- Data:
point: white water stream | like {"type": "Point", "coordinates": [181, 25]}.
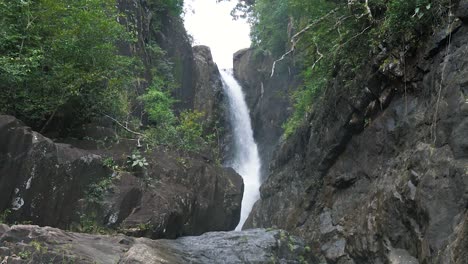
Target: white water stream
{"type": "Point", "coordinates": [246, 161]}
{"type": "Point", "coordinates": [211, 24]}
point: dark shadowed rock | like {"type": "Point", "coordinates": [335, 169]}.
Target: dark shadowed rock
{"type": "Point", "coordinates": [32, 244]}
{"type": "Point", "coordinates": [56, 184]}
{"type": "Point", "coordinates": [177, 195]}
{"type": "Point", "coordinates": [41, 181]}
{"type": "Point", "coordinates": [267, 97]}
{"type": "Point", "coordinates": [374, 180]}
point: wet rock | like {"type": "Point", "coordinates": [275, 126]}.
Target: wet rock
{"type": "Point", "coordinates": [462, 11]}
{"type": "Point", "coordinates": [42, 181]}
{"type": "Point", "coordinates": [49, 245]}
{"type": "Point", "coordinates": [267, 97]}
{"type": "Point", "coordinates": [59, 185]}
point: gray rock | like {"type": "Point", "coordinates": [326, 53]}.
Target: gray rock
{"type": "Point", "coordinates": [177, 194]}
{"type": "Point", "coordinates": [267, 97]}
{"type": "Point", "coordinates": [462, 11]}
{"type": "Point", "coordinates": [397, 181]}
{"type": "Point", "coordinates": [50, 245]}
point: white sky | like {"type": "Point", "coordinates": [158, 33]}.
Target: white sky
{"type": "Point", "coordinates": [211, 24]}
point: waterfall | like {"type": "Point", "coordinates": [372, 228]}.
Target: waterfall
{"type": "Point", "coordinates": [246, 160]}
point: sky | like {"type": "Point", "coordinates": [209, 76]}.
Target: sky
{"type": "Point", "coordinates": [211, 24]}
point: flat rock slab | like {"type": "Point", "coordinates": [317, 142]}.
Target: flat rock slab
{"type": "Point", "coordinates": [34, 244]}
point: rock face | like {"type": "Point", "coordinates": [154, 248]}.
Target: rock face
{"type": "Point", "coordinates": [267, 98]}
{"type": "Point", "coordinates": [54, 184]}
{"type": "Point", "coordinates": [33, 244]}
{"type": "Point", "coordinates": [379, 172]}
{"type": "Point", "coordinates": [209, 87]}
{"type": "Point", "coordinates": [41, 181]}
{"type": "Point", "coordinates": [175, 195]}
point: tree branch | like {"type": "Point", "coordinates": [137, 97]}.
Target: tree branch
{"type": "Point", "coordinates": [121, 125]}
{"type": "Point", "coordinates": [295, 39]}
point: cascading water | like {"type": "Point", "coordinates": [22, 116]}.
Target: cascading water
{"type": "Point", "coordinates": [225, 37]}
{"type": "Point", "coordinates": [246, 161]}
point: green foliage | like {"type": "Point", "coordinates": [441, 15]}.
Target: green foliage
{"type": "Point", "coordinates": [59, 52]}
{"type": "Point", "coordinates": [136, 160]}
{"type": "Point", "coordinates": [338, 36]}
{"type": "Point", "coordinates": [88, 224]}
{"type": "Point", "coordinates": [174, 7]}
{"type": "Point", "coordinates": [4, 216]}
{"type": "Point", "coordinates": [270, 22]}
{"type": "Point", "coordinates": [158, 104]}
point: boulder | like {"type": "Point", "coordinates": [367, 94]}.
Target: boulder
{"type": "Point", "coordinates": [41, 181]}
{"type": "Point", "coordinates": [61, 185]}
{"type": "Point", "coordinates": [33, 244]}
{"type": "Point", "coordinates": [268, 97]}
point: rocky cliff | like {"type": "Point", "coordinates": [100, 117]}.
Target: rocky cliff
{"type": "Point", "coordinates": [267, 98]}
{"type": "Point", "coordinates": [61, 185]}
{"type": "Point", "coordinates": [379, 172]}
{"type": "Point", "coordinates": [33, 244]}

- Directions for this task:
For this exercise, repeat exactly the lines of the data above from the one with "point: waterfall |" down to the one with "point: cascading water", both end lines included.

- Response for this exercise:
point: waterfall | like {"type": "Point", "coordinates": [372, 228]}.
Target: waterfall
{"type": "Point", "coordinates": [246, 160]}
point: sky | like {"type": "Point", "coordinates": [209, 76]}.
Target: sky
{"type": "Point", "coordinates": [211, 24]}
point: flat rock slab | like {"type": "Point", "coordinates": [317, 142]}.
Target: flat rock slab
{"type": "Point", "coordinates": [34, 244]}
point: rock face | like {"type": "Point", "coordinates": [154, 248]}.
Target: rock face
{"type": "Point", "coordinates": [267, 98]}
{"type": "Point", "coordinates": [54, 184]}
{"type": "Point", "coordinates": [33, 244]}
{"type": "Point", "coordinates": [379, 172]}
{"type": "Point", "coordinates": [209, 87]}
{"type": "Point", "coordinates": [41, 181]}
{"type": "Point", "coordinates": [175, 195]}
point: tree branch | like {"type": "Point", "coordinates": [137, 97]}.
Target: tree branch
{"type": "Point", "coordinates": [121, 125]}
{"type": "Point", "coordinates": [295, 39]}
point: cascading water | like {"type": "Point", "coordinates": [22, 116]}.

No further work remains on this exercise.